— RECORDED DATA —
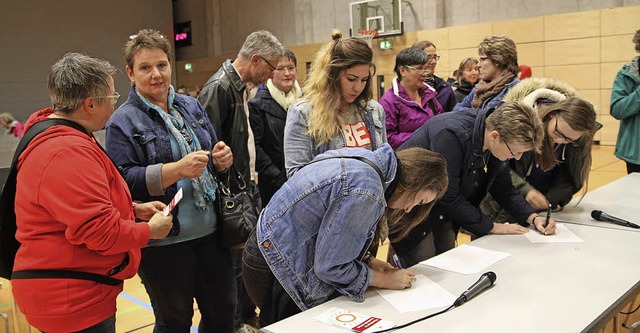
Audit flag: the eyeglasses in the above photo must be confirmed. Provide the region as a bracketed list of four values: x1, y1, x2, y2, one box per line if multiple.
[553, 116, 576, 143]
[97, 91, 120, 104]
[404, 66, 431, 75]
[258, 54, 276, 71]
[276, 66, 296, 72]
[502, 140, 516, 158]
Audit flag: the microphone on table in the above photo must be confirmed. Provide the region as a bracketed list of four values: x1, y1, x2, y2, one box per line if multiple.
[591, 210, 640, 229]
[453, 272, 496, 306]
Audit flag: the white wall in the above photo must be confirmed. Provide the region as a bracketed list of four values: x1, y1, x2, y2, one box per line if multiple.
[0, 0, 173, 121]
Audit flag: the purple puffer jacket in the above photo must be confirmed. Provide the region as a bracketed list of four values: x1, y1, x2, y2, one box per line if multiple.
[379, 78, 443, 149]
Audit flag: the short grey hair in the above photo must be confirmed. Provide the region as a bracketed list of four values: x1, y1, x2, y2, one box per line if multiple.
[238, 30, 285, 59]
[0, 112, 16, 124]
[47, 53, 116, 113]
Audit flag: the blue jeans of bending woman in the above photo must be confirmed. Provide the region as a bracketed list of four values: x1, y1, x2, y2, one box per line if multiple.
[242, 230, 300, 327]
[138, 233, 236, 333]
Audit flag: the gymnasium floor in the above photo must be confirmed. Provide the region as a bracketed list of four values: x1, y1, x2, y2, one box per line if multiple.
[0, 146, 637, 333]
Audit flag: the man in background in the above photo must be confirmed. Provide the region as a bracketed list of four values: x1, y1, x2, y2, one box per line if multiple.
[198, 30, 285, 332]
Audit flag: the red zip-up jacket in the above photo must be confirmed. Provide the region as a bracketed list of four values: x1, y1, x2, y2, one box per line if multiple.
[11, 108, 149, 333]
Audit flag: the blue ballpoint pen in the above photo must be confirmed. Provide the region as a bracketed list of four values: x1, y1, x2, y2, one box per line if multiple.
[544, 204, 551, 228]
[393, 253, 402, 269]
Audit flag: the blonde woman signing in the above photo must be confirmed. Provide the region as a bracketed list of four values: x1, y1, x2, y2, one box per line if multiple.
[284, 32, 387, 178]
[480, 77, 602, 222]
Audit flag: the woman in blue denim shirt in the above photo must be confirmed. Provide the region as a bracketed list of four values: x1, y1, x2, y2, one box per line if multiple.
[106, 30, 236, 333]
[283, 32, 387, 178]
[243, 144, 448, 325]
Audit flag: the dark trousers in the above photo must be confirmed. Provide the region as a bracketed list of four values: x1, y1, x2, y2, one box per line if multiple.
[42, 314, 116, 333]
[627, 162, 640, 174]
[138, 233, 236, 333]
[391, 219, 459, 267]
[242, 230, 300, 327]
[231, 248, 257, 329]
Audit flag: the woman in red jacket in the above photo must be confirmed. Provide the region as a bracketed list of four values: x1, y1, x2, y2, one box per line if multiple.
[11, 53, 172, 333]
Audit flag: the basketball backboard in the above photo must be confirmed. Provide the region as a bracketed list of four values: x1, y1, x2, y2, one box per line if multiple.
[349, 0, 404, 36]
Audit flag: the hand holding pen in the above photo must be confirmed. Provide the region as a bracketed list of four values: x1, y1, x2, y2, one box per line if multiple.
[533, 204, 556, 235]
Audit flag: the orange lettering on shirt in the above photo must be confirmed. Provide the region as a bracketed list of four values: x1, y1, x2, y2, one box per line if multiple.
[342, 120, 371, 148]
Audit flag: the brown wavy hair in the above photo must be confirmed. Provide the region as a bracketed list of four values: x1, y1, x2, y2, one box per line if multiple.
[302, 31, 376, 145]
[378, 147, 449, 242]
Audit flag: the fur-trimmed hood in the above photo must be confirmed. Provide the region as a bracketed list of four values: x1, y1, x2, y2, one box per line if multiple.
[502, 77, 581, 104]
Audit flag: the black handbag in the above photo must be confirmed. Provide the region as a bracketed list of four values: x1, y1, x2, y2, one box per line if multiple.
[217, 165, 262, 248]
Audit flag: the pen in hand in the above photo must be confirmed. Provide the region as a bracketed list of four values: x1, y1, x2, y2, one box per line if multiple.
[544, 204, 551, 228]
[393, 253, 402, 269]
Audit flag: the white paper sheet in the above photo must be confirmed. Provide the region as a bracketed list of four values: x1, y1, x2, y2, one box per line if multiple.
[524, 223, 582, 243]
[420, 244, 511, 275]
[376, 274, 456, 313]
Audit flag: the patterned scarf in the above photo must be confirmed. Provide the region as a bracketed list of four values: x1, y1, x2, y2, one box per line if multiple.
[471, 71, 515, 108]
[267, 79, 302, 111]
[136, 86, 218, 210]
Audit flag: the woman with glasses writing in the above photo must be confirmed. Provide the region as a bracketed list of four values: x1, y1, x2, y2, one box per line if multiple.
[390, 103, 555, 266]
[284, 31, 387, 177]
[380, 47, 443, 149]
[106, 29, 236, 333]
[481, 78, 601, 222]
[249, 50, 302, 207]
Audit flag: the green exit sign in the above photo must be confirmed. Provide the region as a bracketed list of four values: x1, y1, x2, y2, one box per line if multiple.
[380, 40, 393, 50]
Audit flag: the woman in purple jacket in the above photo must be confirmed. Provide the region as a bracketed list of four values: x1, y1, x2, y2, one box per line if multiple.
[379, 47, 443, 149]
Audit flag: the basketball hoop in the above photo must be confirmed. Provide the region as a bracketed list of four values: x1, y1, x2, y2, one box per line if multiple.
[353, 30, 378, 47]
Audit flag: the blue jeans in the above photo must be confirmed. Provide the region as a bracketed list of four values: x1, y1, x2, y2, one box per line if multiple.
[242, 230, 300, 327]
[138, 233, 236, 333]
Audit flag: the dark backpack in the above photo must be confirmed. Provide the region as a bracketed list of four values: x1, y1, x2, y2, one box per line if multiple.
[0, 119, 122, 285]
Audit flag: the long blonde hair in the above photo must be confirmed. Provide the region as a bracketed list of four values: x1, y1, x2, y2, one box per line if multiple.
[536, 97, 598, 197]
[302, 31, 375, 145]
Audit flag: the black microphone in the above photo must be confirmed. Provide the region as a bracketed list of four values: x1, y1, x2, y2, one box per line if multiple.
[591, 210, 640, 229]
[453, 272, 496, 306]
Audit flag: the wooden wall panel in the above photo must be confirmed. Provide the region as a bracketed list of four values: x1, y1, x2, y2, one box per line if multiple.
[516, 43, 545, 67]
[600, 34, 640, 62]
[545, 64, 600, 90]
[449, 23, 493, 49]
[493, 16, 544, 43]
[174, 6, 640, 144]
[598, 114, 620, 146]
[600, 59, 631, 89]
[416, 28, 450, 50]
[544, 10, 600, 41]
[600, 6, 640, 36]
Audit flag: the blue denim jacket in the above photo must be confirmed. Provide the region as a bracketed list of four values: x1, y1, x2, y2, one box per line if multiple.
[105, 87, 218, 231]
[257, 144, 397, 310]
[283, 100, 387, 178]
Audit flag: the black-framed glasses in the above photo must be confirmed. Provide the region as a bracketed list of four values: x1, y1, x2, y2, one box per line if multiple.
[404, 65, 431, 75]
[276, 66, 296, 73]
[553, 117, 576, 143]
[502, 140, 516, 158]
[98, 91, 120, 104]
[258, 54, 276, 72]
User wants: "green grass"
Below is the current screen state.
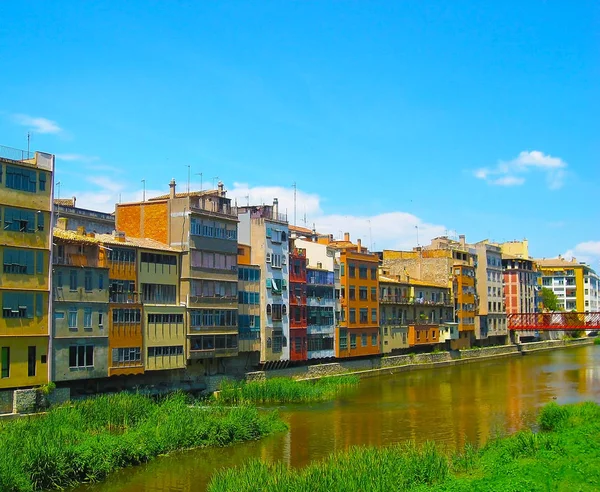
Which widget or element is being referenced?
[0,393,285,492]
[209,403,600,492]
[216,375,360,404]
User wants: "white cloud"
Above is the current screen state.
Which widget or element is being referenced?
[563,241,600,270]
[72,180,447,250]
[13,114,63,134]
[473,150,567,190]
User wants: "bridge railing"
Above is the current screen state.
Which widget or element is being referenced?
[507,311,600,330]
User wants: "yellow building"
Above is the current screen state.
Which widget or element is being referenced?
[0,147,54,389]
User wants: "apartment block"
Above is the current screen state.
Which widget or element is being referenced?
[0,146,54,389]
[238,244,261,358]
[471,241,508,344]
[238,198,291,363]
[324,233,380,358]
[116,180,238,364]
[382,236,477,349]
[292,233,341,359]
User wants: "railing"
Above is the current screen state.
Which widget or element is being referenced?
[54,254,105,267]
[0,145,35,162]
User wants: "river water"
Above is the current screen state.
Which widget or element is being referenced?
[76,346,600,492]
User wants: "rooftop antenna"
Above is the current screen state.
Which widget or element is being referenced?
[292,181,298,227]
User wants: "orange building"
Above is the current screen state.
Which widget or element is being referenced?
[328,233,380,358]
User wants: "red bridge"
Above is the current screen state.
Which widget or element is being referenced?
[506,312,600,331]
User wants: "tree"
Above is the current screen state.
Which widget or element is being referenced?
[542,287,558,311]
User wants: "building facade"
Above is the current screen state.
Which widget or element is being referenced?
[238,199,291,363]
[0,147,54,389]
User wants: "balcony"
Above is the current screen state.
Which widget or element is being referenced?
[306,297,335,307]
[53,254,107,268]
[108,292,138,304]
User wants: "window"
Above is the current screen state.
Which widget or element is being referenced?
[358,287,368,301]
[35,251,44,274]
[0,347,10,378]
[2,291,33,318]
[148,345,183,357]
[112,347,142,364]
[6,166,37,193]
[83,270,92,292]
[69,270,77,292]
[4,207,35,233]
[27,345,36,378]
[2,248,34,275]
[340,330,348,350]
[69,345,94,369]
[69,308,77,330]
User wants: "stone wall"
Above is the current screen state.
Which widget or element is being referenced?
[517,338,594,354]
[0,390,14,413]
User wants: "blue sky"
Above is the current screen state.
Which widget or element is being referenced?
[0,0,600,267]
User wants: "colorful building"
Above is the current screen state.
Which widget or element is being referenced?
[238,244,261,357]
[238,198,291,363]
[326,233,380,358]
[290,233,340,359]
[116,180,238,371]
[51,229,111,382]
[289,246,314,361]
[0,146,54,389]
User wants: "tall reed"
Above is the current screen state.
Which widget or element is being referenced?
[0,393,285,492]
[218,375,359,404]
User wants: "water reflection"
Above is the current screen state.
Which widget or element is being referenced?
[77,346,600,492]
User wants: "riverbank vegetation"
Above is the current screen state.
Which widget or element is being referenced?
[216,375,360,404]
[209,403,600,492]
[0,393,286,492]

— WHAT IS EXPECTED —
Can you echo every line from the start of the records through the line holding "[258, 54, 276, 71]", with both ends included and the pictures left out?

— FULL ANSWER —
Audit flag: the eyeglasses in the above photo must be confirmed. Provide the region as a bracketed list of four values: x1, y1, x2, y2, one box per line if multiple.
[553, 116, 576, 143]
[97, 91, 120, 104]
[404, 66, 431, 75]
[258, 54, 276, 71]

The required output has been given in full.